> _Request_
Please find every line in the records that contains the string "stone", treating uppercase and lowercase as different, and copy each of those lines.
— start Materials provided —
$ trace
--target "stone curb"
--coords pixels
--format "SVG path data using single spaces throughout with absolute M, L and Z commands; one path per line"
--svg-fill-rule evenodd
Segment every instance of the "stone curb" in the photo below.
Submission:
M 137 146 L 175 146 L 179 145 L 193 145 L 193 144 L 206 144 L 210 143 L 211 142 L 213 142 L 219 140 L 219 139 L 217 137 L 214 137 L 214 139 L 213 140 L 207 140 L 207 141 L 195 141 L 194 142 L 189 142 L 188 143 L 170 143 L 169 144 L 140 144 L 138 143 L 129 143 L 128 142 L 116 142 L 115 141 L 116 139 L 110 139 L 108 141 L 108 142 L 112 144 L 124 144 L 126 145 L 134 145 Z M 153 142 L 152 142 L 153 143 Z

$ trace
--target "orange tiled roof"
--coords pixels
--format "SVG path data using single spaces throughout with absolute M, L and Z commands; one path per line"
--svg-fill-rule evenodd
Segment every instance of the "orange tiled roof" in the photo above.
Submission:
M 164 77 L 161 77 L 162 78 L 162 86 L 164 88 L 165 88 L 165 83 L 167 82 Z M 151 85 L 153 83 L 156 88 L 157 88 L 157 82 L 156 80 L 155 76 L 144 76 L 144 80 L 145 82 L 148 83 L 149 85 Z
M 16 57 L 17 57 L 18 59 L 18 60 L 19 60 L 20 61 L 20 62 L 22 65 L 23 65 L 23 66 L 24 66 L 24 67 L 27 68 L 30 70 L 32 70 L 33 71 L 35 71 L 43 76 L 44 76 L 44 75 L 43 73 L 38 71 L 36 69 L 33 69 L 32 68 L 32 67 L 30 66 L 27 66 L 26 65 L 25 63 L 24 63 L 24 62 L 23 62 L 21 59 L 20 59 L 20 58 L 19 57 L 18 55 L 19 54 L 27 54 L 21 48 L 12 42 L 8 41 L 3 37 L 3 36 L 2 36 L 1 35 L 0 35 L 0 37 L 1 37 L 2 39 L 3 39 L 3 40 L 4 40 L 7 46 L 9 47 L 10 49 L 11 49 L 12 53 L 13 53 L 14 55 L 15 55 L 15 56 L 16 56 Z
— end Materials provided —
> _Response below_
--target "stone curb"
Segment every instance of the "stone curb" in the photo below.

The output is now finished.